◆ SUPPLIED DATA
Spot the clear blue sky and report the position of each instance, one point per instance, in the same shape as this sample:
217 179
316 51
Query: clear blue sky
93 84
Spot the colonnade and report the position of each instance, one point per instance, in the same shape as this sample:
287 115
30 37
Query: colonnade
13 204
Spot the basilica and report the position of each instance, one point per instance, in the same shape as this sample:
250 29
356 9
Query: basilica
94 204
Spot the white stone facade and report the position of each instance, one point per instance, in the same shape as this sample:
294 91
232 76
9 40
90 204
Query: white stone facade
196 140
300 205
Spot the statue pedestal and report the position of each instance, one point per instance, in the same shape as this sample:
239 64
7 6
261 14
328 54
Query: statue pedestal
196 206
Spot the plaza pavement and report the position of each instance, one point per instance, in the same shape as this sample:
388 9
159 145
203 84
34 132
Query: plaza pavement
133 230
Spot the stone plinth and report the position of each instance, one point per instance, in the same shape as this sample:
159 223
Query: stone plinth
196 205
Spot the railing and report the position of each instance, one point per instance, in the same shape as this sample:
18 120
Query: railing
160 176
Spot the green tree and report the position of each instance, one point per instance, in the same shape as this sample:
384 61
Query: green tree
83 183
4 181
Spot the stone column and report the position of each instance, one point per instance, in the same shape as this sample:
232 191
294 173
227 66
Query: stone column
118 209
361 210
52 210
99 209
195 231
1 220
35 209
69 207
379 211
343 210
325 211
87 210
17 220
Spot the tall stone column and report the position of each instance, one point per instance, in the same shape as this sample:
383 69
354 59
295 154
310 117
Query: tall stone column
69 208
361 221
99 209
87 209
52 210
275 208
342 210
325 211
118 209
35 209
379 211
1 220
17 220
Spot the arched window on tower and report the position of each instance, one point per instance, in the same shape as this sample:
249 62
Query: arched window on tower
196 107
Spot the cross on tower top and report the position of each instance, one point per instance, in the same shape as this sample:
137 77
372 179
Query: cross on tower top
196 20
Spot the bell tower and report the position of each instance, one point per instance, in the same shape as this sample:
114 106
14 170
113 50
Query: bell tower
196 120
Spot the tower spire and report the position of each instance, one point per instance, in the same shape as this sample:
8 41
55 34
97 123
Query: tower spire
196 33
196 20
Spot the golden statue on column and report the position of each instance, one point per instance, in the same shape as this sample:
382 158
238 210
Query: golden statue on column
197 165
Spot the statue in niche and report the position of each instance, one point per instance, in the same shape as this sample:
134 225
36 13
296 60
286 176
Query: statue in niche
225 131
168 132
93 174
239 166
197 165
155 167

◆ WHAT THE EXERCISE ASKS
Present the stretch from the line containing "Spot the tower" through the end of the entries as a numbered list, one line per item, with blank lines left out.

◆ EXERCISE ANSWER
1. Spot the tower spire and report the position of each instance, one point per instance, in the same shape as this sample:
2. 8 41
3. 55 34
4. 97 123
5. Query: tower spire
6. 196 33
7. 196 20
8. Spot the golden statue on column and report the position of each instance, one point per instance, in the same shape as this sample:
9. 382 158
10. 238 210
11. Query: golden statue on column
12. 197 165
13. Spot the statue in niche and report the position of each instance, one point per instance, in the same shape as this sample:
14. 134 225
15. 36 13
16. 296 60
17. 286 176
18. Query: statue in niche
19. 225 131
20. 168 132
21. 93 174
22. 239 166
23. 197 165
24. 155 167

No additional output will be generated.